Questions on the material:
**a.** Render this sentence from the Kyambura travel account into Spanish: "The lakes are separated by a road."
**b.** Resume the Kyambura travel account after its final line and keep writing it.

Passage shown:
Is it okay that I’m still day dreaming about the weekend Arthur and I set off for Kyambura to explore the gorge in the western part of Uganda? It was a smooth 5 hour drive to our destination; Parkview Safari Lodge where we spent the weekend with views in the savannah in a neatly kept garden with all kinds of plants.
Making a repeat trip to Queen Elizabeth was worth it to discover new places and go Chimp tracking.
We had a relaxed evening after the drive, a 15 minute nap, my plans to-go-to-the-pool turned into soaking in the bath tub whilst listening to The Minimalists podcast. By the time we had dinner, Arthur and I were refreshed and now joined other guests that had arrived from their safari to devour the buffet.
The morning started with a walk down to the shores of the twin lakes, where I got to learn more about the formation of the craters and the locals that use it. The young boys and fishermen from this area spend time relaxing here. It is believed that young boys are supposed to return home before sunset or might meet a ghost that will ask questions.
Before heading back to Park view for lunch, we passed by Nyanzi Ibiri, meaning two lakes. The lakes are separated by a road. So cool!
After a quick lunch, we drove to the chimp trekking starting point, not too far from Park View Lodge. We were joined by a couple from London on holiday touring Rwanda and Uganda. It was interesting to learn about their travels so far and as I’d forgotten my bug spray at the lodge, they were kind enough to give me some.
What to Wear When Chimp Trekking:
- Long sleeved top and trousers
- Lots of insect repellant especially in the dry season. There are tsetse flies here. Spray your whole body before dressing. Those things bite!

Record excerpts:

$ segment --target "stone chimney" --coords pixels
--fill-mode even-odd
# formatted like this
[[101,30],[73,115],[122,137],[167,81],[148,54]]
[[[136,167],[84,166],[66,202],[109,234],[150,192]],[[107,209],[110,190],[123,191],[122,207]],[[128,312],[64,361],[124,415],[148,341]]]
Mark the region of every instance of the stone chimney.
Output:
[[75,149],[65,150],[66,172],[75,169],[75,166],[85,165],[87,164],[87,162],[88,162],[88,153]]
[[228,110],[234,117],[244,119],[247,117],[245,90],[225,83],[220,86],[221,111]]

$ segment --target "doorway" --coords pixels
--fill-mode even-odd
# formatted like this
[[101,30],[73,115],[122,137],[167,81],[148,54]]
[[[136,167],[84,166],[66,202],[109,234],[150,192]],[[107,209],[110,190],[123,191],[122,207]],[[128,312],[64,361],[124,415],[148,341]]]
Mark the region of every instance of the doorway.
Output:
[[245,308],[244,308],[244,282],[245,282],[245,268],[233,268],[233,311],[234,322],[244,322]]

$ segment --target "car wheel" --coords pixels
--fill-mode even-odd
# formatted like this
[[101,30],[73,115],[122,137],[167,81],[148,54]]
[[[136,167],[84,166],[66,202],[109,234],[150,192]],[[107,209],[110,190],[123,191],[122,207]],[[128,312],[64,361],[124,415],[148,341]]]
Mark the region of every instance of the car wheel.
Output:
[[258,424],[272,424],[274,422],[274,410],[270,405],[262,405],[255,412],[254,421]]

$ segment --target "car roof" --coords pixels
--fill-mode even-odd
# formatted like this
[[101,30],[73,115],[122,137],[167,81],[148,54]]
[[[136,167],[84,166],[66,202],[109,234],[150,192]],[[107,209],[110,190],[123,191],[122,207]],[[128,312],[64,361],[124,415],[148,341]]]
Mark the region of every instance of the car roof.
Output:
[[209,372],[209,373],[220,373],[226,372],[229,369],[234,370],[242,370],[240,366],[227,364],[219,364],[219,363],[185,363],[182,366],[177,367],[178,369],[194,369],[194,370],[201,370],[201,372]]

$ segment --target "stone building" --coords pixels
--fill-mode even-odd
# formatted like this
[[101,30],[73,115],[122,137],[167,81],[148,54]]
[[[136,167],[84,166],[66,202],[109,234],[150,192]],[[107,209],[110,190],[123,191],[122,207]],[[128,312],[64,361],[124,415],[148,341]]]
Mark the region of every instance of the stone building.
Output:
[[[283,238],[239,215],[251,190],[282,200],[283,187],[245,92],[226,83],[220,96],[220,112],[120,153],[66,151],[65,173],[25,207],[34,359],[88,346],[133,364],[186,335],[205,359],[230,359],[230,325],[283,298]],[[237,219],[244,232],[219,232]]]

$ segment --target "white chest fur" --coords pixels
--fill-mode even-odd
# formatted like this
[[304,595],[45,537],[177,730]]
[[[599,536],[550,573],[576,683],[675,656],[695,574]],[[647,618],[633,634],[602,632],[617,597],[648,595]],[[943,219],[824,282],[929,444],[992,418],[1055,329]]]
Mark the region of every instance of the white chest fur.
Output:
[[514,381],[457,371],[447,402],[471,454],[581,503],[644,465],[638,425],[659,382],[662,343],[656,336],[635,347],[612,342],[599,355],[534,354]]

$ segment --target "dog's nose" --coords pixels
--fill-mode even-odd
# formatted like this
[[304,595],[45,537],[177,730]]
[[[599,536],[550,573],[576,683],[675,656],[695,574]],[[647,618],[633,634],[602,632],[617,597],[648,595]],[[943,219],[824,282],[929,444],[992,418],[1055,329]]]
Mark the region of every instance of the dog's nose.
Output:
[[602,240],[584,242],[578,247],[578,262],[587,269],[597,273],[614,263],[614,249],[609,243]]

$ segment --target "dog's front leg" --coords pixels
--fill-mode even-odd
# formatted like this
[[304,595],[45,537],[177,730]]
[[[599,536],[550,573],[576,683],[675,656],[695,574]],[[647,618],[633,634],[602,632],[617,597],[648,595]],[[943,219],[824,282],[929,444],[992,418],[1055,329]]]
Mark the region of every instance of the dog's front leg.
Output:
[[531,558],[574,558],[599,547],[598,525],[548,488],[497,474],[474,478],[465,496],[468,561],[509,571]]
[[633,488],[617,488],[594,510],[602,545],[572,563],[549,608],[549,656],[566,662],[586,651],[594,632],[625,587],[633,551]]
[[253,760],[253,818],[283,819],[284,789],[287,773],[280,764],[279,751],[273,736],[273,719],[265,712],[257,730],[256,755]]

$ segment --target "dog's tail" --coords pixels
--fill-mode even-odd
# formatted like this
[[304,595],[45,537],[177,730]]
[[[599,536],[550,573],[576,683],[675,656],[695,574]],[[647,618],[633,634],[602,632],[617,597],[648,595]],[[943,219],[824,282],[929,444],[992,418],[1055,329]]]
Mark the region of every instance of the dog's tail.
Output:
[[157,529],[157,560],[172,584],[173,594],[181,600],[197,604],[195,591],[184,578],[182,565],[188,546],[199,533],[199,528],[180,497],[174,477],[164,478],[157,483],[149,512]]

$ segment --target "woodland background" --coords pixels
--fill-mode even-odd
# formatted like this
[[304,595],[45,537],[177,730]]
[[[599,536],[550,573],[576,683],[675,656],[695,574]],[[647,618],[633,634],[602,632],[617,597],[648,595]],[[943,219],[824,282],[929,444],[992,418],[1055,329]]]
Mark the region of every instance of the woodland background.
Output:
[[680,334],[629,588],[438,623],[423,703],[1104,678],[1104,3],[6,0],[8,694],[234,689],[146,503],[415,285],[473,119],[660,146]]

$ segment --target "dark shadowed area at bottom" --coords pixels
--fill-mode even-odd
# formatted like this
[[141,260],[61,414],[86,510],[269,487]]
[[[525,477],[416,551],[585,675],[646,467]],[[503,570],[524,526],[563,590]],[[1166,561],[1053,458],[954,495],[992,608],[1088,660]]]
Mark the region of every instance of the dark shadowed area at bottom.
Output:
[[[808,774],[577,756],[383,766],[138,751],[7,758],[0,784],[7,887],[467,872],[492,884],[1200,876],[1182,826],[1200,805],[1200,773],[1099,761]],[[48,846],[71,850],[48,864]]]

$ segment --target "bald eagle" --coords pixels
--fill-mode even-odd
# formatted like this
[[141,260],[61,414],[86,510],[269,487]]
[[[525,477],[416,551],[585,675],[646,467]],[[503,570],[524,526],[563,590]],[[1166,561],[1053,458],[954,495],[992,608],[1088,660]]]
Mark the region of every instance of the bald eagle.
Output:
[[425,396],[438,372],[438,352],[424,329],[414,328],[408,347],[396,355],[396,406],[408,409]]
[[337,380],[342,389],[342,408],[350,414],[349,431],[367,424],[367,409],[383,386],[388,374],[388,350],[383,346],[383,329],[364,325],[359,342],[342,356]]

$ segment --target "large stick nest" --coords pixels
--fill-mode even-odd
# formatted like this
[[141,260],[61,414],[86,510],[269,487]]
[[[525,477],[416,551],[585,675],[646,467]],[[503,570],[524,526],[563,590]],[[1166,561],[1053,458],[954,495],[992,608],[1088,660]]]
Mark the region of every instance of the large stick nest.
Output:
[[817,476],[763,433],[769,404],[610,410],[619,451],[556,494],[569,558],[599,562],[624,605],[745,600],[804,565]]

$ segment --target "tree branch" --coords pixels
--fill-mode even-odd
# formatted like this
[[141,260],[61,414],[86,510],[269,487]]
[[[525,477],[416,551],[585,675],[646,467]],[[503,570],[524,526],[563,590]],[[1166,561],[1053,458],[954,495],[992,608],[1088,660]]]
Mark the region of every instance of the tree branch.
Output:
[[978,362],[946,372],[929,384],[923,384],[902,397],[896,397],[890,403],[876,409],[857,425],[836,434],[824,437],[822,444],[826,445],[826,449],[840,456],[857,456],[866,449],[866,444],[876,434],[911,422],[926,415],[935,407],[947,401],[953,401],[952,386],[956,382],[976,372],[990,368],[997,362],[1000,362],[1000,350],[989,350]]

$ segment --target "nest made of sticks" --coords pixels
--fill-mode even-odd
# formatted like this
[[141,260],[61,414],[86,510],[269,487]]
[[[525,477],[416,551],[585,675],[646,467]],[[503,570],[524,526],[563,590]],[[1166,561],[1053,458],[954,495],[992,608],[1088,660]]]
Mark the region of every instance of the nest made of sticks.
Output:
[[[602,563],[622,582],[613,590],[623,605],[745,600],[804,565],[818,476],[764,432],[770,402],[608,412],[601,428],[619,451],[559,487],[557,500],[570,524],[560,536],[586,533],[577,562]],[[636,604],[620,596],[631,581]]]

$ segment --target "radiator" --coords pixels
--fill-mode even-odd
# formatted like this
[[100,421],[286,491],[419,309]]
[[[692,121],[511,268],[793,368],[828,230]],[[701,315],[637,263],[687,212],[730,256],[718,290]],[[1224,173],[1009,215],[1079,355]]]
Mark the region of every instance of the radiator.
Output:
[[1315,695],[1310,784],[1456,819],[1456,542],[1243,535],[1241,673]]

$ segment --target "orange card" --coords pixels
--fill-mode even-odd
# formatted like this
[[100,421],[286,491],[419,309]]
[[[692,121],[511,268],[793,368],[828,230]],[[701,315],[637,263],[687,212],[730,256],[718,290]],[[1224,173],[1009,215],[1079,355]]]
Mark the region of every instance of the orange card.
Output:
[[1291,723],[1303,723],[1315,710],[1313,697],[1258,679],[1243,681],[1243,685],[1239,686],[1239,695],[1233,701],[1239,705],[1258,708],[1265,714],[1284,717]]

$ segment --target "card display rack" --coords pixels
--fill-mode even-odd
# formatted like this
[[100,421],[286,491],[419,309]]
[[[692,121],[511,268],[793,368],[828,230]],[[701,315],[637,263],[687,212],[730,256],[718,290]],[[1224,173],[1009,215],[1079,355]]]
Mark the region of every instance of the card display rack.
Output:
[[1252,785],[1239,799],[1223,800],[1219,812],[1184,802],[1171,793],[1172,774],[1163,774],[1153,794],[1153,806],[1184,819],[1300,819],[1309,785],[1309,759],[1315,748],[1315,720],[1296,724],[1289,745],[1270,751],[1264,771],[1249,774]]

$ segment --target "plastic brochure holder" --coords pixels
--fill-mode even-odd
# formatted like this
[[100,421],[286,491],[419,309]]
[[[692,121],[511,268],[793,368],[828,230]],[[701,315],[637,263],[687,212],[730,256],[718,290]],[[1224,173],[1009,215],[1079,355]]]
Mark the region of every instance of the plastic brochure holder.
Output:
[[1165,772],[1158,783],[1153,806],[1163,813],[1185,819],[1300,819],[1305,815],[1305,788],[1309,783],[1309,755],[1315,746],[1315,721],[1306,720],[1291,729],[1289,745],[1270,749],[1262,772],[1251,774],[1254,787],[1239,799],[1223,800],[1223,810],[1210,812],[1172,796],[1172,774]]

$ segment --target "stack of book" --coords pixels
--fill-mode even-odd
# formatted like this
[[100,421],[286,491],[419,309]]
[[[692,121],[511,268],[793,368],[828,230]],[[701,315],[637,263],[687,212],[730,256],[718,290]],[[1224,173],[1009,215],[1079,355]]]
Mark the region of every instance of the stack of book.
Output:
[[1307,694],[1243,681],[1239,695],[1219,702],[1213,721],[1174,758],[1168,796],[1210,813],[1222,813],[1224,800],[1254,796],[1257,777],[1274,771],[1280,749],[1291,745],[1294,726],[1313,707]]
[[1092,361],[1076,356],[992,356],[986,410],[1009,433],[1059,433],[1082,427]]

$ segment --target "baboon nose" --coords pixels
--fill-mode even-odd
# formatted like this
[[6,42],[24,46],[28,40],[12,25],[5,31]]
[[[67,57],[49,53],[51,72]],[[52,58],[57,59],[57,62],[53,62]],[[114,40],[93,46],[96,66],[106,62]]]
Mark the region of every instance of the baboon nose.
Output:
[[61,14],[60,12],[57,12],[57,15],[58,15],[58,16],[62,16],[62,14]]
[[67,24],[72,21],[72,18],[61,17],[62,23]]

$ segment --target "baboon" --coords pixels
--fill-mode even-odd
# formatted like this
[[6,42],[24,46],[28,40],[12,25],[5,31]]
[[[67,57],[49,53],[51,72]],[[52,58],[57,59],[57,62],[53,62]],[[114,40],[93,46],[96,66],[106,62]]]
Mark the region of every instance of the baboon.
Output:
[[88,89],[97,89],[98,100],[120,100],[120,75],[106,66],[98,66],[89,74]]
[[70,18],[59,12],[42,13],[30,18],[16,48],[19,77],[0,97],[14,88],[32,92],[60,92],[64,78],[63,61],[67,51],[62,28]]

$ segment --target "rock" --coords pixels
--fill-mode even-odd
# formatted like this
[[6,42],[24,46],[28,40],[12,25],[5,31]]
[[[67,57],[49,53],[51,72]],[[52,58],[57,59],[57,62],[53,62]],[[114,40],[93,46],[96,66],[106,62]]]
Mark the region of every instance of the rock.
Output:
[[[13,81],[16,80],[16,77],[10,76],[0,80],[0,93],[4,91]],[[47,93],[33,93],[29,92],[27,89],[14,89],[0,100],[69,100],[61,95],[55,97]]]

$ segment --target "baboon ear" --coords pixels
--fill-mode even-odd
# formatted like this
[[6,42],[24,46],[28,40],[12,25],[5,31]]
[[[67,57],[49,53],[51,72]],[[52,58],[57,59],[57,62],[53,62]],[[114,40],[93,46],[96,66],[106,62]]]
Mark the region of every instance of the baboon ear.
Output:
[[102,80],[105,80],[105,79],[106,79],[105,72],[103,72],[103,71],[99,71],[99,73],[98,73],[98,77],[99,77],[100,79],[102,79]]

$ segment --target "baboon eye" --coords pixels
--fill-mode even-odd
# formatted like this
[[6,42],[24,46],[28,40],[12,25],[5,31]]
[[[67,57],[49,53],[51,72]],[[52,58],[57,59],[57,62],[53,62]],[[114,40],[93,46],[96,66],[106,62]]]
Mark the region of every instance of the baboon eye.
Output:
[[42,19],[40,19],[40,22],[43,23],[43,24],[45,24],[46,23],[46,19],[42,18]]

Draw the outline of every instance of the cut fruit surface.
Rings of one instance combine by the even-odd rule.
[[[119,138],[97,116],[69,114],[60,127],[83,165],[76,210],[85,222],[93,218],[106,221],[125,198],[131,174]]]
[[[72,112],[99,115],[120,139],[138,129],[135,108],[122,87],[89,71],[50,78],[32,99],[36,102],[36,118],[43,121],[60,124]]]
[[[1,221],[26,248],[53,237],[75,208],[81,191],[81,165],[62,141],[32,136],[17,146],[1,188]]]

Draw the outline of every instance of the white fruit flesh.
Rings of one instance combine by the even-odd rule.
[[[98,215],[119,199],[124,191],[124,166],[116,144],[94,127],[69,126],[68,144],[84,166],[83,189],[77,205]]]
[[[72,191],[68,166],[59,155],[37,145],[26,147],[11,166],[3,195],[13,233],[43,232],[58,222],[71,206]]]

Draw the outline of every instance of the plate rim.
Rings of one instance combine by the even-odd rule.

Written answers:
**a.** Los lagos están separados por una carretera.

**b.**
- Comfortable walking shoes
- A hat and sunscreen
We were briefed by the guide on what to do. Basically, remember to be very silent when tracking the chimps as their sounds are what helps detect where they are. It’s best to follow the guide’s directions, as there are wild animals here like hippos and elephants that enjoy the Gorge’s coolness and water by the river side. He carries a gun ready to shot and scare the animals in case they threaten to attack. It was amazing having our Park view guide with me and our helpful driver 🙂
I learned so much about Chimps here than anticipated, from their breeding to eating habits. Chimps from time to time chew leaves until they are absorbent and use these as a sponge, by dipping them into water and then suck-out the moisture. In addition, they use twigs or at times grass stems as tools and poke them into termite holes or ant nests; these are a delicacy for chimps. Chimps are swift climbers and set up their nests high in trees. They build new nests in just minutes by simply bending branches, interweaving them to create a platform as well as lining the ends with twigs.
We tracked these sneaky guys for over two hours and could not find them! They were probably watching us pass through the leafy paths snickering. Our tickets were valid for two days and we had the option of going back the next day, but unfortunately we had return to Kampala.
It was rewarding to return to Parkview for a dip in the pool after the hours of tracking chimps. The sun was now setting and I felt a little sad that we had to travel back tomorrow morning.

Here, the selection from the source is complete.